**TASK DIRECTIONS**: Take the entries below and print all of them exactly, please.

[Location identification entries]
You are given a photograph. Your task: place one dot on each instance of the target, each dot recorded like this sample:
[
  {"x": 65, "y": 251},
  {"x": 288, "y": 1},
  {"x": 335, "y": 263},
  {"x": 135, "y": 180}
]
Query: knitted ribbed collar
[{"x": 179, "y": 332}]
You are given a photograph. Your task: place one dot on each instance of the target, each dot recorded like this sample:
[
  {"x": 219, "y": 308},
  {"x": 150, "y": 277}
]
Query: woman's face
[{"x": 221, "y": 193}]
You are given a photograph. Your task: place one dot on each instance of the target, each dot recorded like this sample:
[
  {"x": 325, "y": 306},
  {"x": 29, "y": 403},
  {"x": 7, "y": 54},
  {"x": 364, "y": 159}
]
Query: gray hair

**TASK OUTPUT**:
You are given a photograph. Your task: place one dot on each instance of the target, each dot recorded like this sample:
[
  {"x": 65, "y": 251},
  {"x": 288, "y": 1},
  {"x": 335, "y": 263},
  {"x": 135, "y": 180}
]
Query: knitted ribbed collar
[{"x": 179, "y": 332}]
You are given a photograph. Your task: place one dot on each instance of the target, each dot recorded like this sample:
[
  {"x": 219, "y": 308},
  {"x": 150, "y": 277}
]
Query: woman's face
[{"x": 221, "y": 193}]
You are given a photograph. Your task: place one dot on each instance of the target, each dot recorded like this sample:
[
  {"x": 325, "y": 306},
  {"x": 29, "y": 403},
  {"x": 7, "y": 54},
  {"x": 364, "y": 159}
]
Query: gray hair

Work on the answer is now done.